**Your objective:**
Copy out every item below, swapping "Expected format" for "Required format" each time it appears and leaving everything else as it is.

**Data extract:**
** Begin **
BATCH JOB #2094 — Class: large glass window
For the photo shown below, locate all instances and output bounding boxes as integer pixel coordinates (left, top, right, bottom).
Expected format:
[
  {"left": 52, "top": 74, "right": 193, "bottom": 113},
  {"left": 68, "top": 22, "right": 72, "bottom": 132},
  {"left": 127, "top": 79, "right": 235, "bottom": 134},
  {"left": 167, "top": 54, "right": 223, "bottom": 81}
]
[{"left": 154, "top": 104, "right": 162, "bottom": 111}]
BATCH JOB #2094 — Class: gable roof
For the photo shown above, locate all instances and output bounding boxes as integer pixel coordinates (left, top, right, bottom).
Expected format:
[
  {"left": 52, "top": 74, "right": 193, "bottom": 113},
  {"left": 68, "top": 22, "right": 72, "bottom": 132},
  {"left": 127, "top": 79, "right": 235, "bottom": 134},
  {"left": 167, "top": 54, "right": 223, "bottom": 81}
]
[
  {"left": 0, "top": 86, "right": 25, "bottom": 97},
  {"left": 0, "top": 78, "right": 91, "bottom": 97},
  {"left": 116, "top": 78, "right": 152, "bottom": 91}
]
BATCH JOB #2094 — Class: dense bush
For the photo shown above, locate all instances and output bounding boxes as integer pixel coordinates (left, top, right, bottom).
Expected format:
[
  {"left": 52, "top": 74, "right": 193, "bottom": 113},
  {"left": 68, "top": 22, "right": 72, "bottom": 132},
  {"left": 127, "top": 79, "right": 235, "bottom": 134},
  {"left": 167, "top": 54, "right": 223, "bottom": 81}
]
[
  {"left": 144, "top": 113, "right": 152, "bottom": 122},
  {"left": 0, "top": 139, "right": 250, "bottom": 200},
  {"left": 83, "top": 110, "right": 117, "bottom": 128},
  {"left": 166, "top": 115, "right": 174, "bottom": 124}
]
** End **
**Written solution:**
BATCH JOB #2094 — Class: large glass window
For the photo shown below, locate all instances and output bounding boxes as integer pixel coordinates (left, top, right, bottom).
Required format:
[
  {"left": 52, "top": 74, "right": 193, "bottom": 113},
  {"left": 68, "top": 22, "right": 72, "bottom": 132},
  {"left": 127, "top": 79, "right": 235, "bottom": 134},
  {"left": 167, "top": 54, "right": 223, "bottom": 81}
]
[{"left": 154, "top": 104, "right": 162, "bottom": 111}]
BATCH JOB #2094 — Class: gable roof
For the photo shown above, locate all instances and output bounding boxes as integer pixel coordinates (left, top, right, bottom).
Required format:
[
  {"left": 52, "top": 74, "right": 193, "bottom": 113},
  {"left": 68, "top": 22, "right": 72, "bottom": 132},
  {"left": 127, "top": 79, "right": 235, "bottom": 134},
  {"left": 167, "top": 54, "right": 223, "bottom": 81}
]
[
  {"left": 0, "top": 86, "right": 25, "bottom": 97},
  {"left": 0, "top": 78, "right": 91, "bottom": 97},
  {"left": 116, "top": 78, "right": 152, "bottom": 91}
]
BATCH JOB #2094 — Class: dense bush
For the photo shown above, locate all instances and output bounding boxes as integer pixel coordinates (left, top, right, bottom).
Required format:
[
  {"left": 52, "top": 74, "right": 193, "bottom": 113},
  {"left": 68, "top": 22, "right": 72, "bottom": 132},
  {"left": 127, "top": 79, "right": 235, "bottom": 134},
  {"left": 167, "top": 54, "right": 223, "bottom": 81}
]
[
  {"left": 144, "top": 113, "right": 152, "bottom": 122},
  {"left": 0, "top": 139, "right": 250, "bottom": 200},
  {"left": 83, "top": 110, "right": 117, "bottom": 128},
  {"left": 166, "top": 115, "right": 174, "bottom": 124}
]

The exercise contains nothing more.